▶ _EXCERPT TO READ_
----------
Vermont hospitals request historic budget hikes
Vermont’s 14 hospitals have submitted their proposed budgets for next year.
And Mike Del Trecco, the president and CEO of the Vermont Association of Hospitals and Health Systems, says there has never been a wider gap between what the state estimates the hospitals should be asking for, and what they say they need to survive in a post-pandemic landscape.
“Much of the world has soundly moved on from COVID-19, and rightfully so, but its impacts on our health care system are profound and will be felt for years to come,” Del Trecco said.
Vermont is the only state in the country that has a regulatory body, the Green Mountain Care Board, that approves hospital budgets.
During the pandemic the board took the unusual step of creating a two-year window for hospitals to develop their budgets, understanding that COVID-19 created pressures on the system.
In 2021 the hospitals were supposed to develop two-year budgets that allowed for 8.6% growth.
But in 2022 the hospitals had a very tough year with nine of the state’s 14 hospitals showing a negative operating margin.
So they came into the current budget season with an expectation from the board of keeping their revenue growth at about 2%.
Del Trecco says the overall increase of the entire hospital system’s growth is at about 8%.
Much of the world has soundly moved on from COVID-19, and rightfully so, but its impacts on our health care system are profound and will be felt for years to come.Mike Del Trecco, Vermont Association of Hospitals and Health Systems
Hospitals typically submit budgets that are in line with Green Mountain Care Board targets, with the largest proposed increases coming in at the 4% range.
The average proposed budget increase has never been as high as it is this year.
Earlier this year the hospitals asked the Green Mountain Care Board to adjust the growth expectations, but the board refused to do so.
“Our health care system, including hospitals and independent providers, is under financial stress. So too are Vermonters,” Green Mountain Care Board chairman Owen Foster said when the hospitals asked for the target increase in May. “The Care Board takes its responsibility to promote an accessible and affordable health care system seriously. In light of these challenges, we have maintained our two-year 8.6% growth target and hospital budget requests will be fairly evaluated based on the clear, objective benchmarks established in our guidance.”
----------
▶ _EXCERPTED RECORDS_

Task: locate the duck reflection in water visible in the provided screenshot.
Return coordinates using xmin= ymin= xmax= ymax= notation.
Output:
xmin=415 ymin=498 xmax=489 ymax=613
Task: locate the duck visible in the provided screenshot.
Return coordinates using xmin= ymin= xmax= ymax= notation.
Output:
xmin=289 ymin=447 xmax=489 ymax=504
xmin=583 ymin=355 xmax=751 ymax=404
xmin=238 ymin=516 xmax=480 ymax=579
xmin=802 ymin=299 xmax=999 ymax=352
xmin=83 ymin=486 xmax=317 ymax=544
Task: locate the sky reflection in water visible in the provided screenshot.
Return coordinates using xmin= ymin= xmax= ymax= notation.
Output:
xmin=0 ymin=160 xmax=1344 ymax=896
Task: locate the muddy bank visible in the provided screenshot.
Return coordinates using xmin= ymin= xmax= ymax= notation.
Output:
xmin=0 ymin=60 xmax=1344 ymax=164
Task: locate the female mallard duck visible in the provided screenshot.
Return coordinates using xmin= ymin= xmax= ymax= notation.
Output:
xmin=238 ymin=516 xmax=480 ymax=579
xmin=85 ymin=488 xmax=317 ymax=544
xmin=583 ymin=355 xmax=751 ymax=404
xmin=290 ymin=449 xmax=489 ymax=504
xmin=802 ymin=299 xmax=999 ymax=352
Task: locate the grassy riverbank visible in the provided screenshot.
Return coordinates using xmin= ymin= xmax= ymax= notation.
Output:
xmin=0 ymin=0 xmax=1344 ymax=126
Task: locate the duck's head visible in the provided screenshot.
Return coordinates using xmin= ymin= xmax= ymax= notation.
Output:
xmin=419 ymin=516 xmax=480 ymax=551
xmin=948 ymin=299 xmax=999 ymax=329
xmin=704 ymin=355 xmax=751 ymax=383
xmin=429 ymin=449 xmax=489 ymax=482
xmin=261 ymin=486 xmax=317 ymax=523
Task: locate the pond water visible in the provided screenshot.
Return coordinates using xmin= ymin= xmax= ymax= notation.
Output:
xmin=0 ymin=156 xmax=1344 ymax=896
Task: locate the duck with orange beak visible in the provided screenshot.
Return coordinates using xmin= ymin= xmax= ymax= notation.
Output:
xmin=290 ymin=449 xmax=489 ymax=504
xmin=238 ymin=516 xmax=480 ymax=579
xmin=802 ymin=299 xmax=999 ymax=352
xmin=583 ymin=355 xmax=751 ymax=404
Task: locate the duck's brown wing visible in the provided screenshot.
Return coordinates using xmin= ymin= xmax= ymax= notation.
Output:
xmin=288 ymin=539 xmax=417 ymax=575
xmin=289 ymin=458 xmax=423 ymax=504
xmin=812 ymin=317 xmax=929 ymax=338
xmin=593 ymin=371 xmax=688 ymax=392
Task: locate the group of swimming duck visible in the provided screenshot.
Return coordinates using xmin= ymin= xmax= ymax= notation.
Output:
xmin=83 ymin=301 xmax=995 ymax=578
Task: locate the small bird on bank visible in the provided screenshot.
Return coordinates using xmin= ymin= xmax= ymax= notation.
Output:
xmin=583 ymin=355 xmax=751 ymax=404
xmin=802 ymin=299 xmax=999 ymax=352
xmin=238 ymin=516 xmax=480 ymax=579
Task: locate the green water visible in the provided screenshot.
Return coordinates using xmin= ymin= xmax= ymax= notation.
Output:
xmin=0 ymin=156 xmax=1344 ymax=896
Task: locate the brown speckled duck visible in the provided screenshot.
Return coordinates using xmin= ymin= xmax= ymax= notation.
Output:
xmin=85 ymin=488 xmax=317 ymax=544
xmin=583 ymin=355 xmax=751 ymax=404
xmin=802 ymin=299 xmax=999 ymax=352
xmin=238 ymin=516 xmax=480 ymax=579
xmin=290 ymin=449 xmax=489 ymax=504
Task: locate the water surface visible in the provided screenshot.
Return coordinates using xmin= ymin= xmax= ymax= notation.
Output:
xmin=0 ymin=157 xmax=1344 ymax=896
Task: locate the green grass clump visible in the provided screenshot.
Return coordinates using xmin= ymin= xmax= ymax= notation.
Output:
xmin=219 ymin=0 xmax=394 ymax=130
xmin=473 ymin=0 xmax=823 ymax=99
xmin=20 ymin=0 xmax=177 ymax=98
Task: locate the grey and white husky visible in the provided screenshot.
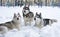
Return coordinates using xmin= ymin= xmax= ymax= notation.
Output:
xmin=22 ymin=5 xmax=34 ymax=25
xmin=0 ymin=13 xmax=21 ymax=34
xmin=34 ymin=13 xmax=57 ymax=28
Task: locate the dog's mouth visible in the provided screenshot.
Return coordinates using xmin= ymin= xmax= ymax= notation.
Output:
xmin=17 ymin=18 xmax=19 ymax=20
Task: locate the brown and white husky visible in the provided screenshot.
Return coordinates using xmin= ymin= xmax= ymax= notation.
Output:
xmin=0 ymin=13 xmax=21 ymax=34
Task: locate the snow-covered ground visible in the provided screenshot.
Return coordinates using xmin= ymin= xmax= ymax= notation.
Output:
xmin=0 ymin=6 xmax=60 ymax=37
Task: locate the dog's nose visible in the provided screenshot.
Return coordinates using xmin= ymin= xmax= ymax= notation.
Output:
xmin=24 ymin=11 xmax=25 ymax=12
xmin=17 ymin=18 xmax=19 ymax=20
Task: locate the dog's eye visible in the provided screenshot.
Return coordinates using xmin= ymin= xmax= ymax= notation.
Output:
xmin=24 ymin=11 xmax=25 ymax=12
xmin=17 ymin=18 xmax=19 ymax=20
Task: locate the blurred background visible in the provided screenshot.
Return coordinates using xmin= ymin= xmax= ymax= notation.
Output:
xmin=0 ymin=0 xmax=60 ymax=7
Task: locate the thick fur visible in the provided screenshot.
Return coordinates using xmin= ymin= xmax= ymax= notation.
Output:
xmin=23 ymin=12 xmax=34 ymax=25
xmin=0 ymin=13 xmax=21 ymax=33
xmin=22 ymin=5 xmax=34 ymax=25
xmin=34 ymin=13 xmax=57 ymax=28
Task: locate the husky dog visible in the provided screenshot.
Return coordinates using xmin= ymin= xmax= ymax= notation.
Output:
xmin=34 ymin=13 xmax=57 ymax=28
xmin=23 ymin=12 xmax=34 ymax=25
xmin=0 ymin=13 xmax=21 ymax=34
xmin=22 ymin=5 xmax=30 ymax=16
xmin=22 ymin=5 xmax=34 ymax=25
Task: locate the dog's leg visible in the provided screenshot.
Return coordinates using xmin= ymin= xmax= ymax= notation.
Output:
xmin=49 ymin=20 xmax=52 ymax=26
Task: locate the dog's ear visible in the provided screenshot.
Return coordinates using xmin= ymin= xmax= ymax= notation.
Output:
xmin=40 ymin=13 xmax=41 ymax=16
xmin=36 ymin=12 xmax=38 ymax=15
xmin=18 ymin=13 xmax=21 ymax=17
xmin=14 ymin=13 xmax=16 ymax=18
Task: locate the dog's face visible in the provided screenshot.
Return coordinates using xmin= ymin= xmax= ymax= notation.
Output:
xmin=23 ymin=6 xmax=29 ymax=15
xmin=13 ymin=13 xmax=21 ymax=23
xmin=34 ymin=13 xmax=42 ymax=23
xmin=34 ymin=13 xmax=42 ymax=20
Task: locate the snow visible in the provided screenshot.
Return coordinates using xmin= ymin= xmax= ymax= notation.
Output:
xmin=0 ymin=6 xmax=60 ymax=37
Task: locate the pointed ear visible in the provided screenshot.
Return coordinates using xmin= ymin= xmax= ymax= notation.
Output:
xmin=18 ymin=13 xmax=21 ymax=17
xmin=40 ymin=13 xmax=41 ymax=16
xmin=36 ymin=12 xmax=37 ymax=15
xmin=14 ymin=13 xmax=16 ymax=18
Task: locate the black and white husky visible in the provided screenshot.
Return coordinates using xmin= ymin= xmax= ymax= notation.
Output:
xmin=34 ymin=13 xmax=57 ymax=28
xmin=22 ymin=5 xmax=34 ymax=25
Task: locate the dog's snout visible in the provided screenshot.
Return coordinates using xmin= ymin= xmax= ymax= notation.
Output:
xmin=24 ymin=11 xmax=26 ymax=12
xmin=17 ymin=18 xmax=19 ymax=20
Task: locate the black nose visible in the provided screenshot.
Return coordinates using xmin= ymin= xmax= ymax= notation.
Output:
xmin=17 ymin=18 xmax=19 ymax=20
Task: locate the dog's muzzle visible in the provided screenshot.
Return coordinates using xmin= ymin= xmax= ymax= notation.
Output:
xmin=17 ymin=18 xmax=19 ymax=20
xmin=34 ymin=18 xmax=36 ymax=20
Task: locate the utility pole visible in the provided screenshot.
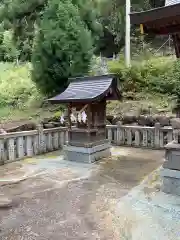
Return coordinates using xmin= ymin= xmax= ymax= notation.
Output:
xmin=125 ymin=0 xmax=131 ymax=67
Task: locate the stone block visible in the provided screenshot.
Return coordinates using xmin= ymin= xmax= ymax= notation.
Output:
xmin=63 ymin=143 xmax=111 ymax=163
xmin=163 ymin=159 xmax=180 ymax=171
xmin=160 ymin=168 xmax=180 ymax=179
xmin=161 ymin=177 xmax=180 ymax=196
xmin=171 ymin=118 xmax=180 ymax=129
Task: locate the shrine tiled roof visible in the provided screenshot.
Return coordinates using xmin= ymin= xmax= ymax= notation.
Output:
xmin=49 ymin=75 xmax=121 ymax=103
xmin=130 ymin=0 xmax=180 ymax=25
xmin=130 ymin=0 xmax=180 ymax=35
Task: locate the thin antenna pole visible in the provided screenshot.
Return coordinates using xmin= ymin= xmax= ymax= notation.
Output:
xmin=125 ymin=0 xmax=131 ymax=67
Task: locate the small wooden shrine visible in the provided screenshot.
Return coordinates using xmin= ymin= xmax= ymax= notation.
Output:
xmin=130 ymin=0 xmax=180 ymax=58
xmin=49 ymin=75 xmax=121 ymax=162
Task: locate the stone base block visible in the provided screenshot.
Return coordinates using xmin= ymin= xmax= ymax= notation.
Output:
xmin=161 ymin=169 xmax=180 ymax=196
xmin=63 ymin=143 xmax=111 ymax=163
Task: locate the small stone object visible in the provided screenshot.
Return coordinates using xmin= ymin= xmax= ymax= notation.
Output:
xmin=78 ymin=113 xmax=82 ymax=122
xmin=171 ymin=118 xmax=180 ymax=129
xmin=60 ymin=115 xmax=64 ymax=124
xmin=0 ymin=128 xmax=7 ymax=134
xmin=44 ymin=123 xmax=54 ymax=128
xmin=154 ymin=115 xmax=170 ymax=127
xmin=71 ymin=113 xmax=76 ymax=122
xmin=0 ymin=195 xmax=13 ymax=209
xmin=81 ymin=111 xmax=87 ymax=123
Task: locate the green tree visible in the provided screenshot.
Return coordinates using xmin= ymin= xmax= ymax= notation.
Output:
xmin=32 ymin=0 xmax=93 ymax=95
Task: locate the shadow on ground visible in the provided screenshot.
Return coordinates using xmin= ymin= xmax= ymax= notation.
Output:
xmin=0 ymin=148 xmax=164 ymax=240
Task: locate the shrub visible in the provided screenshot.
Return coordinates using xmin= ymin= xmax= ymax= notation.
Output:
xmin=32 ymin=0 xmax=93 ymax=95
xmin=0 ymin=63 xmax=41 ymax=107
xmin=109 ymin=58 xmax=174 ymax=95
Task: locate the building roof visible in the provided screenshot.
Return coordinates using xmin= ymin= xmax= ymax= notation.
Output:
xmin=130 ymin=3 xmax=180 ymax=34
xmin=49 ymin=75 xmax=121 ymax=104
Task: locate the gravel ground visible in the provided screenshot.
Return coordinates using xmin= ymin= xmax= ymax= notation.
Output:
xmin=0 ymin=147 xmax=165 ymax=240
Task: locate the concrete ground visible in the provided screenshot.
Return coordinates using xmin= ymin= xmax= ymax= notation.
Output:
xmin=0 ymin=147 xmax=171 ymax=240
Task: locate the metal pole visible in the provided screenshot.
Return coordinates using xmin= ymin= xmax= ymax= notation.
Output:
xmin=125 ymin=0 xmax=131 ymax=67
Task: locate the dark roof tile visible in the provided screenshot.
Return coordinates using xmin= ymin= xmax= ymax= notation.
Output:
xmin=49 ymin=75 xmax=120 ymax=103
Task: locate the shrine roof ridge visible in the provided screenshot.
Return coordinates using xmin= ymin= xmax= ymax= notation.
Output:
xmin=130 ymin=3 xmax=180 ymax=25
xmin=68 ymin=73 xmax=116 ymax=83
xmin=48 ymin=74 xmax=121 ymax=104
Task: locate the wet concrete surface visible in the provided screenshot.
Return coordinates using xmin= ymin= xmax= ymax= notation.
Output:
xmin=0 ymin=147 xmax=164 ymax=240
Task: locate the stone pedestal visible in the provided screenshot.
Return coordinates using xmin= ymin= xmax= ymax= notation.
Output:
xmin=161 ymin=141 xmax=180 ymax=196
xmin=63 ymin=141 xmax=111 ymax=163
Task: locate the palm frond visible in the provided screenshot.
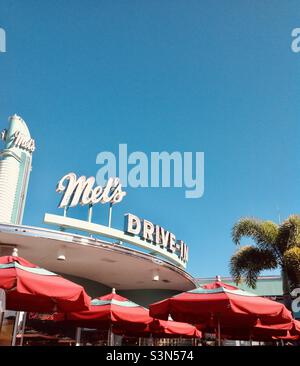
----------
▶ _BRIEF 1_
List every percentage figure in the article on Vermont hospital budgets, and say what each one refers to.
▶ _BRIEF 2_
Answer these questions from the article on Vermont hospital budgets.
(a) How many of the state's 14 hospitals showed a negative operating margin in 2022?
(b) What position does Owen Foster hold?
(c) In what month did the hospitals ask for the target increase?

▶ _TASK RESULT 1_
- 8.6%: the growth allowed in the two-year budgets the hospitals were to develop in 2021, which the board maintained as its target.
- 2%: the revenue growth the board expected the hospitals to keep to in the current budget season.
- 8%: the overall increase of the entire hospital system's growth, according to Del Trecco.
- 4%: the range where the largest proposed increases typically come in.

▶ _TASK RESULT 2_
(a) Nine of the 14 hospitals showed a negative operating margin.
(b) Owen Foster is chairman of the Green Mountain Care Board.
(c) The hospitals asked for the target increase in May.